Problem details - Can you recast every line of the listing below as a Markdown table with the columns "Row" and "Line", skipping blank lines and leaving out the pictures?

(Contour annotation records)

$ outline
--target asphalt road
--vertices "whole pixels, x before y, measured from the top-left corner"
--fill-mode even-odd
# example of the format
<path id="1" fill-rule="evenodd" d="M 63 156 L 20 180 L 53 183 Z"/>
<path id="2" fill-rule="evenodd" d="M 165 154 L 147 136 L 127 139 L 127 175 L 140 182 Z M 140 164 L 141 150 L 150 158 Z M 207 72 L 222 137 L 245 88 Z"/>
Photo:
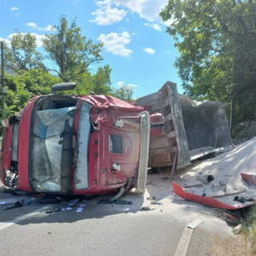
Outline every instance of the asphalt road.
<path id="1" fill-rule="evenodd" d="M 163 179 L 166 176 L 149 175 L 143 196 L 130 193 L 122 198 L 132 205 L 97 204 L 102 197 L 96 197 L 86 201 L 81 212 L 76 207 L 50 214 L 44 211 L 13 224 L 15 218 L 44 206 L 0 210 L 0 254 L 175 255 L 187 224 L 200 218 L 186 255 L 212 255 L 211 236 L 231 237 L 231 228 L 216 210 L 174 195 L 170 179 Z M 151 205 L 149 196 L 162 205 Z M 0 193 L 0 201 L 10 197 L 15 196 Z M 57 206 L 66 207 L 67 202 Z M 143 206 L 150 211 L 141 212 Z"/>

Solution below -
| Row | Line |
|---|---|
| 1 | $ outline |
| 2 | --target asphalt road |
| 3 | --vertices "whole pixels, x before y, measured from the top-left corner" |
| 4 | --fill-mode even-odd |
| 5 | # example of the format |
| 6 | <path id="1" fill-rule="evenodd" d="M 63 156 L 20 180 L 53 183 Z"/> |
| 7 | <path id="2" fill-rule="evenodd" d="M 165 154 L 147 136 L 127 139 L 127 175 L 140 182 Z M 140 164 L 141 150 L 150 158 Z M 207 72 L 222 137 L 245 88 Z"/> |
| 8 | Photo: |
| 9 | Outline every instance of the asphalt road. |
| 10 | <path id="1" fill-rule="evenodd" d="M 163 179 L 166 176 L 149 175 L 143 196 L 130 193 L 122 198 L 132 205 L 97 204 L 102 197 L 96 197 L 86 201 L 81 212 L 76 207 L 50 214 L 44 211 L 13 224 L 15 218 L 44 206 L 0 210 L 0 254 L 175 255 L 187 224 L 200 218 L 186 255 L 212 255 L 211 236 L 231 237 L 231 228 L 216 210 L 174 195 L 170 179 Z M 151 205 L 149 196 L 162 205 Z M 0 193 L 0 201 L 10 197 L 15 196 Z M 57 206 L 66 207 L 67 202 Z M 143 206 L 150 211 L 141 212 Z"/> |